[Coordinate annotation entries]
•••••

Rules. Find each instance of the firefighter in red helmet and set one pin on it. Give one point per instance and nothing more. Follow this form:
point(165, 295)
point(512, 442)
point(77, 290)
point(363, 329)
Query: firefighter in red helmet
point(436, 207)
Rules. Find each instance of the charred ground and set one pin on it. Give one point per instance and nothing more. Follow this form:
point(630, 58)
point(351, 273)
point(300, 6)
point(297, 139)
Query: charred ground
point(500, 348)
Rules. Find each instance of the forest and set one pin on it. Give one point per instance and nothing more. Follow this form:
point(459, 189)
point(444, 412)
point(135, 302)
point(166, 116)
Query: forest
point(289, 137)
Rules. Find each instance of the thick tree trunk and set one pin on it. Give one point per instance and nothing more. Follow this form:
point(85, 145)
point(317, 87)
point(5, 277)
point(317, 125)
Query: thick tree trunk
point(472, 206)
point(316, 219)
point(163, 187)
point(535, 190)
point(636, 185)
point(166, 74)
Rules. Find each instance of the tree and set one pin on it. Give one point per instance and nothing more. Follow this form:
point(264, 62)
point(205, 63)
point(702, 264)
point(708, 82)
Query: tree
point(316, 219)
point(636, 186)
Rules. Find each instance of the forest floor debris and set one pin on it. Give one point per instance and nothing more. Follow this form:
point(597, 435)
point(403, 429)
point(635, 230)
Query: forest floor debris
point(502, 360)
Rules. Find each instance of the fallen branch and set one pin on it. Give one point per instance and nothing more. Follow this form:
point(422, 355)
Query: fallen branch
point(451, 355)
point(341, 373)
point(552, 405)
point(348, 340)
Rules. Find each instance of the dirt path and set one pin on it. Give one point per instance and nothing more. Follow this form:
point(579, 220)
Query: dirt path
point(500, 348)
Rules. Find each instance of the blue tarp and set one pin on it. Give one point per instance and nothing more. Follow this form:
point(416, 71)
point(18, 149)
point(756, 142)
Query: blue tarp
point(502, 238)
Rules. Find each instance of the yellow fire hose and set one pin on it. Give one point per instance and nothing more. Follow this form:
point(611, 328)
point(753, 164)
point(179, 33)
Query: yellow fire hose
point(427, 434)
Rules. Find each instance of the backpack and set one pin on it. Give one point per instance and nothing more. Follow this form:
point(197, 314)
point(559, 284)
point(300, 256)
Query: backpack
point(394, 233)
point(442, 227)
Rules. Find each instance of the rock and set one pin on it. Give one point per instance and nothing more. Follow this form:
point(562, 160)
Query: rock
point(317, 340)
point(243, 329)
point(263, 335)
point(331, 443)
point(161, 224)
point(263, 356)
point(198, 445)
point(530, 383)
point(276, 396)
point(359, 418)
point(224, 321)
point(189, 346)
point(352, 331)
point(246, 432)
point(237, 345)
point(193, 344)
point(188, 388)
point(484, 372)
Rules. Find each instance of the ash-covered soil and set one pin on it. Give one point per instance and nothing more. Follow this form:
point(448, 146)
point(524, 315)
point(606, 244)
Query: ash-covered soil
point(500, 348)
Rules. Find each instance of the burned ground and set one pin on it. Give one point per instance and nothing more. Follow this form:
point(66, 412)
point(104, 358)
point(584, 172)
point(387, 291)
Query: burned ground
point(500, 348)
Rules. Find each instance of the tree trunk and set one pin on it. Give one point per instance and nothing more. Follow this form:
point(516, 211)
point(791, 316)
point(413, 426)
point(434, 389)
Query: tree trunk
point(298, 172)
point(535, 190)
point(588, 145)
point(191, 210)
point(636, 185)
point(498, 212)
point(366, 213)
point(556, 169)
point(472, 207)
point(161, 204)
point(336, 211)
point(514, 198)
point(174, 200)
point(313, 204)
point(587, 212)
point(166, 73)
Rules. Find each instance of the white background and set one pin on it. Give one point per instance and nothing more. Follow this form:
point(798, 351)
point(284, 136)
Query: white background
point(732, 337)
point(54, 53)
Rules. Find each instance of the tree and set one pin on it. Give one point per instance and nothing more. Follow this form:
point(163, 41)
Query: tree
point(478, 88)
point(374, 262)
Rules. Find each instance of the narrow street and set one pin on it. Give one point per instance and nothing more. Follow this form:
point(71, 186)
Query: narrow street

•••••

Given instruction -
Can you rewrite every line of the records above as a numbered list, leaving out any blank lines?

Problem solution -
1. Rules. Find each instance of the firefighter in red helmet and set one pin on it. Give one point per instance and nothing more. Follow this form:
2. point(165, 295)
3. point(512, 442)
4. point(77, 290)
5. point(363, 329)
6. Query: firefighter in red helmet
7. point(436, 207)
8. Rules. Find each instance of the charred ground and set one pin on it. Give one point per instance and nothing more. Follow this form:
9. point(630, 58)
10. point(351, 273)
11. point(300, 6)
12. point(297, 139)
13. Query: charred ground
14. point(500, 348)
15. Rules. Find each instance of the forest and set one pin on it. Give one point per instance and nothing more. Follow this form:
16. point(459, 189)
17. point(444, 412)
18. point(135, 302)
19. point(166, 116)
20. Query: forest
21. point(289, 137)
22. Rules. Find each instance of the thick tree trunk and set one pin on it. Give one point per instance and nothing more. Follow this form:
23. point(85, 145)
24. point(317, 87)
25. point(5, 277)
26. point(317, 125)
27. Query: thick tree trunk
28. point(472, 206)
29. point(316, 219)
30. point(163, 187)
31. point(535, 190)
32. point(636, 185)
33. point(166, 74)
34. Rules. Find each instance of the tree and set one pin on it. Give one point per instance and nothing more. Follow this form:
35. point(264, 62)
36. point(205, 63)
37. point(702, 264)
38. point(708, 82)
39. Query: tree
40. point(316, 219)
41. point(636, 186)
42. Rules. Find each instance of the forest floor debris and set one pin on it. Give one point per instance and nothing more. Follow this form:
43. point(597, 435)
44. point(403, 429)
45. point(635, 230)
46. Query: forest floor debris
47. point(502, 360)
48. Rules. Find each instance of the fallen branch and set one pin on it. Give one point per instance and nothing more. Follow this form:
49. point(422, 355)
50. Query: fallen branch
51. point(451, 355)
52. point(341, 373)
53. point(552, 405)
54. point(348, 340)
55. Rules. Find each instance of the dirt path and set one pin on it. Give one point per instance and nothing more. Follow this form:
56. point(579, 220)
57. Query: dirt path
58. point(500, 348)
59. Rules. Find each instance of the blue tarp and set one pin on it. Give one point per instance and nothing more. Follow this form:
60. point(416, 71)
61. point(18, 149)
62. point(756, 142)
63. Query: blue tarp
64. point(502, 238)
65. Rules. Find each instance of the yellow fire hose and set one pin on it. Give one point per instance and nothing more. Follow this form:
66. point(611, 328)
67. point(753, 164)
68. point(179, 33)
69. Query: yellow fire hose
70. point(427, 434)
71. Rules. Find each instance of the backpack and set one pin on it. Give one point per instance and nothing more. Follow this form:
72. point(197, 314)
73. point(559, 284)
74. point(300, 256)
75. Query: backpack
76. point(394, 233)
77. point(442, 227)
78. Rules. Find each instance of the rock and set one pin on it. Give one point per instance and nothing more. Follow this form:
79. point(562, 160)
80. Query: rock
81. point(317, 340)
82. point(243, 329)
83. point(263, 335)
84. point(331, 443)
85. point(161, 224)
86. point(263, 356)
87. point(198, 445)
88. point(530, 383)
89. point(276, 396)
90. point(359, 418)
91. point(224, 321)
92. point(189, 346)
93. point(352, 331)
94. point(246, 432)
95. point(237, 345)
96. point(193, 344)
97. point(188, 388)
98. point(484, 372)
99. Rules. Find each instance of the ash-covered soil and set one pin on it. Give one point per instance and nothing more. Follow this form:
100. point(448, 146)
101. point(524, 315)
102. point(606, 244)
103. Query: ash-covered soil
104. point(500, 348)
105. Rules. Find each instance of the burned ground and set one pin on it. Give one point per instance and nothing more. Follow this form:
106. point(66, 412)
107. point(104, 358)
108. point(584, 172)
109. point(387, 291)
110. Query: burned ground
111. point(500, 348)
112. Rules. Find each instance of the tree trunk and set one pin on it. Give one point per instance and nothing more. Follow this form:
113. point(516, 211)
114. point(791, 316)
115. point(413, 426)
116. point(434, 389)
117. Query: tree trunk
118. point(298, 172)
119. point(535, 190)
120. point(588, 145)
121. point(191, 210)
122. point(636, 185)
123. point(498, 212)
124. point(366, 213)
125. point(556, 169)
126. point(472, 207)
127. point(161, 204)
128. point(336, 211)
129. point(514, 198)
130. point(174, 200)
131. point(313, 204)
132. point(587, 212)
133. point(166, 73)
134. Rules. Find each instance of the white background and set one pin on it. Give one point per instance and nothing more. Follow this form:
135. point(798, 351)
136. point(284, 136)
137. Query: white background
138. point(732, 337)
139. point(54, 53)
140. Rules. Find each instance of the tree and set one pin on it. Give one point per instance and nothing more. Follow this form:
141. point(163, 41)
142. Query: tree
143. point(478, 88)
144. point(374, 262)
145. Rules. Find each instance of the narrow street and set one pin on it. Give one point per instance and nothing more. Follow this form:
146. point(71, 186)
147. Query: narrow street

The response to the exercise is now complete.